Data for this exercise:
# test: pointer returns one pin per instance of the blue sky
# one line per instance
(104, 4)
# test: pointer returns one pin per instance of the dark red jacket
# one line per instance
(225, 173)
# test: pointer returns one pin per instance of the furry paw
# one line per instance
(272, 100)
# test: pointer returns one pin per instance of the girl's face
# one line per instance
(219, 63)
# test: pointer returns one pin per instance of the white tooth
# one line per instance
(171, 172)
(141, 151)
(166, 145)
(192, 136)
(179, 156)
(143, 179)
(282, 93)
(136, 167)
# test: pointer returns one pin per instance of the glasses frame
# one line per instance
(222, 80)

Written exercise: Reproduce every row above without any changes, keeping them in the same order.

Reply:
# test: pointer returns one pin per instance of the blue sky
# one line per instance
(104, 4)
# test: pointer returns one pin per instance of the dark red jacket
# one line per instance
(225, 173)
# test: pointer returns one pin per instance of the furry paw
# one line per instance
(272, 100)
# test: pointer returns one pin per instance of the girl's face
# one line per instance
(219, 63)
# test: pointer returns one pin per instance of the white tooth
# one line per instance
(171, 172)
(141, 151)
(166, 145)
(192, 136)
(179, 156)
(143, 179)
(282, 93)
(136, 167)
# test: pointer returns one pin per instance of the glasses frame
# one line per instance
(222, 80)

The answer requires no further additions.